Start of Passage for review

Uproar as top EU official quits in tobacco-linked fraud case

October 17, 2012 by Claire Rosemberg in Health

The EU executive faced a growing scandal Wednesday after its top health official resigned on being cited in a tobacco-linked influence-peddling fraud probe.

Health and consumer commissioner John Dalli, whose brief included sensitive issues such as food safety and pharmaceuticals, said he had been asked to resign Tuesday in what was a virtually unprecedented act in Brussels.

In interviews, the Maltese commissioner claimed to be innocent and the victim of the tobacco lobby for planning to introduce tough new rules to make smoking less attractive that will now be postponed until Malta puts up a new candidate to join the 27-member European Commission.

"The fact that this directive will not see the light of day is a big gain to the tobacco industry," Dalli said in a video interview with New Europe website.

In February, he oversaw proposals to make tobacco packaging less attractive and tighten regulations on flavours as well as on non-tobacco products, such as snuff and electronic cigarettes.

"I refute categorically" any claim of corruption, he said several times.

End of Passage for review

--- Problem to solve ---
Answer these questions about the article on the health commissioner's resignation:
1. What nationality is John Dalli?
2. In which month did he oversee proposals to make tobacco packaging less attractive?
3. Which website carried the video interview quoted in the article?

Start of Source data

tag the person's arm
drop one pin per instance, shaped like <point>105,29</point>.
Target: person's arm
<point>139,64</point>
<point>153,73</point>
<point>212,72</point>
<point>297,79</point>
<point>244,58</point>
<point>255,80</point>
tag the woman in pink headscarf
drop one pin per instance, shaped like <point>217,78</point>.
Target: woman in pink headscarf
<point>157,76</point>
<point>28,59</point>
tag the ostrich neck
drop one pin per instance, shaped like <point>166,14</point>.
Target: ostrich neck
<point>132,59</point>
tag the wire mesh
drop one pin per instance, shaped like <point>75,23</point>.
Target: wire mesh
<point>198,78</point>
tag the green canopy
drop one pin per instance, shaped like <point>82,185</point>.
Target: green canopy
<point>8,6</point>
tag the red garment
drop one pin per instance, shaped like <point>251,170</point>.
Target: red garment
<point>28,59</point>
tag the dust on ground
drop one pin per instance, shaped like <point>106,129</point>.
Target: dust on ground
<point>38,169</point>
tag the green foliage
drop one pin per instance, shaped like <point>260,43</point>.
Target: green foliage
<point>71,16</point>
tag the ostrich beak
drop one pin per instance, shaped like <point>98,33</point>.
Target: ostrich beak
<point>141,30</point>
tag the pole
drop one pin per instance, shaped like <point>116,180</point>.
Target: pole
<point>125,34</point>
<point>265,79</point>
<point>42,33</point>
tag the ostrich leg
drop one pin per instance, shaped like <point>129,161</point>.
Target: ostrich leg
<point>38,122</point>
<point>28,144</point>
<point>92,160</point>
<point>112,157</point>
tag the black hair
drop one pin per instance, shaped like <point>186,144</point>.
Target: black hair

End of Source data

--- Result for this exercise ---
1. Maltese
2. February
3. New Europe